▶ [YOUR ASSIGNMENT]
Would you retype the line that contains "of the blue" and all lines following it to the end of the entries below, exactly and without pictures?

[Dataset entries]
=== Begin Enclosure ===
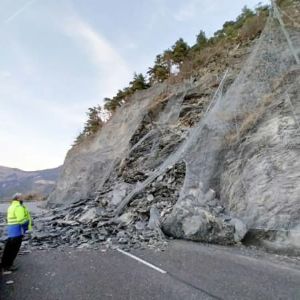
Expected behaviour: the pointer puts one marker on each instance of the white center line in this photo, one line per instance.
(142, 261)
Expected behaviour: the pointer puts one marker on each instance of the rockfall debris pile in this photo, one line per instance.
(211, 159)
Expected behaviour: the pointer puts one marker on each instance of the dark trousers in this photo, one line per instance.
(11, 250)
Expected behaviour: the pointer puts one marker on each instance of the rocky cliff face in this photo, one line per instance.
(213, 159)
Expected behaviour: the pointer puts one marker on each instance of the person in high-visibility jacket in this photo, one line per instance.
(18, 222)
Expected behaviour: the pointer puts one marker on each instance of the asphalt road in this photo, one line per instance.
(194, 271)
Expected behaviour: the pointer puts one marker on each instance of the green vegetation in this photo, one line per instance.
(187, 60)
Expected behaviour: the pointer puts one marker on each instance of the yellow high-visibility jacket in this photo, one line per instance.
(28, 218)
(16, 218)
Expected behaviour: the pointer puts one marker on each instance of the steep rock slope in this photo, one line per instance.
(203, 161)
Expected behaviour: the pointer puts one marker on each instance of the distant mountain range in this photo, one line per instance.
(26, 182)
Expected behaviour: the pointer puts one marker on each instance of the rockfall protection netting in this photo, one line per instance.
(199, 212)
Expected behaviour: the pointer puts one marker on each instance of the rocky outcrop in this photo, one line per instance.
(199, 160)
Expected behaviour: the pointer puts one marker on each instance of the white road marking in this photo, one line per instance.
(142, 261)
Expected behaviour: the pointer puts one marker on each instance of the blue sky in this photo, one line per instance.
(59, 57)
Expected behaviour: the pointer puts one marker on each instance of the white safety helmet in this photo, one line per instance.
(16, 196)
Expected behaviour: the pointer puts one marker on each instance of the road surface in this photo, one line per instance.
(193, 271)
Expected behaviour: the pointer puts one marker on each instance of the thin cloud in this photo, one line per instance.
(113, 70)
(19, 11)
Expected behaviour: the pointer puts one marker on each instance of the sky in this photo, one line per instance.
(60, 57)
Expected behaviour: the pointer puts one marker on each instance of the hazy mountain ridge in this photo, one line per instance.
(14, 180)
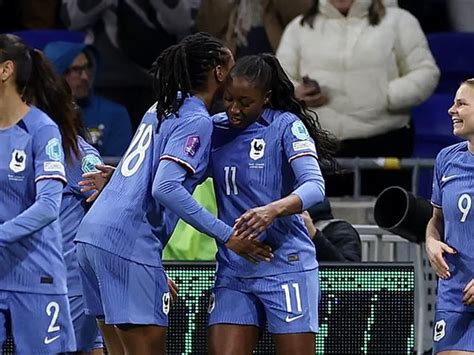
=== End Enclosure ===
▶ [WRITTEN ANSWER]
Expected behaviour: the pointer puts one marker on each instance of the blue sky in this photo, one line per instance.
(59, 57)
Expected behaviour: the pointer puts one marker on each instance of the white safety helmet in this photo, one line per instance.
(16, 196)
Expected behaviour: the pointer puts one marker on each instance of the road surface in this photo, one line per instance.
(193, 271)
Expected behaviour: the pointer puts one marker on each instance of the thin cloud in this photo, one line per instance.
(113, 70)
(19, 11)
Expected behaviour: the pointer puts one marker on each instance of the sky in this photo, one line per instance.
(60, 57)
Expected behaviour: the pointer puts one marker on each instance of the hazy mountain ridge in this photo, one line per instance.
(14, 180)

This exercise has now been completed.